WRITTEN INSTRUCTION:
Please reproduce the data below word for word, keeping every line in its original order.

'''

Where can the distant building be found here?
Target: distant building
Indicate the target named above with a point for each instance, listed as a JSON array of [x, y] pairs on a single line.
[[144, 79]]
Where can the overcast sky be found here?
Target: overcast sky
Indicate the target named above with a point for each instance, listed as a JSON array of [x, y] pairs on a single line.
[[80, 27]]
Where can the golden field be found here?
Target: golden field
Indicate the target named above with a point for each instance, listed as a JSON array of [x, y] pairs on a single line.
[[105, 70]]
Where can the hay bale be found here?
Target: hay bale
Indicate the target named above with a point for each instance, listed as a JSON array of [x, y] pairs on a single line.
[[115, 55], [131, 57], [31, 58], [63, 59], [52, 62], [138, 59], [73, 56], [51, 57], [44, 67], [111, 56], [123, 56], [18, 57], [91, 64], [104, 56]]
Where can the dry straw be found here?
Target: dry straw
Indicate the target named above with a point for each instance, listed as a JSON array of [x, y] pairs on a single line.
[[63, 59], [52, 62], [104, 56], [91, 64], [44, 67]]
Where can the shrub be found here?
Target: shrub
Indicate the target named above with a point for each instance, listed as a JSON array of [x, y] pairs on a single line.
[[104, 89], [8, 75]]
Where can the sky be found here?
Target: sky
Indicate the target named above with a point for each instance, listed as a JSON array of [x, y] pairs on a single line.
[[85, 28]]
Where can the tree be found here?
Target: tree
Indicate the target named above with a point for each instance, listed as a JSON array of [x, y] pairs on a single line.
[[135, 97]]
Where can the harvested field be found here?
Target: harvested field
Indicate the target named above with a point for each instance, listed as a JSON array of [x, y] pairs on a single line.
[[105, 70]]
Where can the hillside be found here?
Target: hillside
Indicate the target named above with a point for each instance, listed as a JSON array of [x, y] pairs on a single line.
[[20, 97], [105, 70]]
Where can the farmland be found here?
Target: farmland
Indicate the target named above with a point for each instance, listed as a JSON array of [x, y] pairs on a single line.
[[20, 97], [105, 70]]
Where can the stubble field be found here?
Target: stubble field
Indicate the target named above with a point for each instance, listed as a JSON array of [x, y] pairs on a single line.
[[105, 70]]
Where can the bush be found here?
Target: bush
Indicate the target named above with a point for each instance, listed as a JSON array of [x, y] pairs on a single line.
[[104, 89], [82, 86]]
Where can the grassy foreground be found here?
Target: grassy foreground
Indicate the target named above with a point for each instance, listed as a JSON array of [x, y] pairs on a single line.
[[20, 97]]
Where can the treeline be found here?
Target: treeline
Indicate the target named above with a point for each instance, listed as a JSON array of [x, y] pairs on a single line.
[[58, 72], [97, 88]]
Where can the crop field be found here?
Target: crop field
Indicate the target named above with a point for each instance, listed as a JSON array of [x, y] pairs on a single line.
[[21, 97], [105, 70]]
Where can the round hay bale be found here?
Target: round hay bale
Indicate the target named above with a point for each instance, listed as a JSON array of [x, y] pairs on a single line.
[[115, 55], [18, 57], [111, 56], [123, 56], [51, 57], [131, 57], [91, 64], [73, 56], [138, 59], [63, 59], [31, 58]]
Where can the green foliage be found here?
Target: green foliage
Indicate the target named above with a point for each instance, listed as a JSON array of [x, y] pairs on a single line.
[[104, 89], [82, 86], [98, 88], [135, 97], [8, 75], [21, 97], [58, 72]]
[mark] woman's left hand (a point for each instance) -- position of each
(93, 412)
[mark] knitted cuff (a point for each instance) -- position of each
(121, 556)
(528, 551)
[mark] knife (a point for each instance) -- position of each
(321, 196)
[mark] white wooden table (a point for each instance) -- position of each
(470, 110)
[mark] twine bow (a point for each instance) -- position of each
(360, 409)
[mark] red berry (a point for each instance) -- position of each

'''

OUTPUT BELOW:
Where can the distant building be found here?
Target: distant building
Indicate the target named above with a point for each instance, listed as a JSON array of [x, y] pairs on a single line.
[[144, 79]]
Where can the overcast sky be found here?
Target: overcast sky
Indicate the target named above with a point for each instance, listed as a JSON array of [x, y] pairs on a single line.
[[80, 27]]
Where can the golden field be found here?
Target: golden field
Indicate the target named above with a point for each instance, listed as a JSON array of [x, y] pairs on a single line.
[[105, 70]]
Where can the hay bale be found here?
Target: hay bale
Indicate the target named above with a point for each instance, listed as a JSON array of [x, y] pairs on a single line.
[[115, 55], [131, 57], [31, 58], [63, 59], [52, 62], [138, 59], [73, 56], [51, 57], [44, 67], [111, 56], [123, 56], [18, 57], [91, 64], [104, 56]]
Where can the dry straw be found here?
Target: dry straw
Indicate the target named above with a point for each instance, listed as a JSON array of [x, y] pairs on a single line.
[[63, 59], [52, 62], [104, 56], [91, 64], [44, 67]]
Where can the shrub be found here?
Target: shrub
Indicate the target named above with a point for each instance, listed as a JSON array of [x, y] pairs on a single line.
[[104, 89], [8, 75]]
Where can the sky be found here?
Target: sky
Indicate the target named above with a point for each instance, listed as a JSON array of [x, y] pairs on a single line.
[[85, 28]]
Where can the tree be found here?
Target: tree
Indicate the target named above with a point for each instance, listed as a JSON array of [x, y] pairs on a single line.
[[135, 97]]
Where can the harvested field be found here?
Target: harvested field
Indicate the target named above with a point for each instance, listed as a JSON array of [x, y] pairs on a single line.
[[105, 70]]
Where can the hillside be found here?
Target: hillside
Indicate the target named above with a point for each instance, listed as a JSON array of [x, y] pairs on a single line.
[[20, 97], [105, 70]]
Where can the farmland be found here?
Target: farmland
Indicate the target named above with a point for each instance, listed as a JSON array of [x, y] pairs on a single line.
[[20, 97], [105, 70]]
Where can the stubble field be found here?
Target: stubble field
Indicate the target named above with a point for each instance, listed as a JSON array of [x, y] pairs on a single line.
[[105, 70]]
Where can the bush be found here?
Target: bush
Indicate the target named above with a point for each instance, listed as a JSON array of [x, y] pairs on a single line.
[[104, 89], [82, 86]]
Where can the grassy foreground be found here?
Target: grassy foreground
Indicate the target named above with a point for each instance, listed as a JSON array of [x, y] pairs on a single line.
[[20, 97]]
Where can the treeline be found here?
Target: treeline
Indicate the target named above with a point for each instance, listed as a JSON array of [x, y] pairs on a single line.
[[58, 72], [97, 88]]
Where can the crop field be found here?
Target: crop field
Indicate the target named above with a point for each instance, listed as a JSON array of [x, y] pairs on a single line.
[[21, 97], [105, 70]]
Where can the round hay bale be found here?
Target: round hay bale
Indicate the target named above with a point for each instance, listed as a JSON array of [x, y] pairs on a single line.
[[115, 55], [18, 57], [111, 56], [123, 56], [51, 57], [131, 57], [91, 64], [73, 56], [138, 59], [63, 59], [31, 58]]
Where can the green foliage be found here?
Target: green foliage
Indicate the target named above with a point for each instance, listed as a JSON array of [x, y] pairs on a single line.
[[104, 89], [82, 86], [98, 88], [135, 97], [8, 75], [21, 97], [58, 72]]
[mark] woman's left hand (a point for each instance) -- position of each
(93, 412)
[mark] knitted cuff (a point for each instance) -- position of each
(121, 556)
(528, 551)
[mark] knife (a point for each instance) -- position of each
(321, 196)
[mark] white wooden table (a point for each instance) -- position of each
(470, 110)
[mark] twine bow (a point for each instance) -- position of each
(360, 409)
[mark] red berry (a point for each instance) -- position of each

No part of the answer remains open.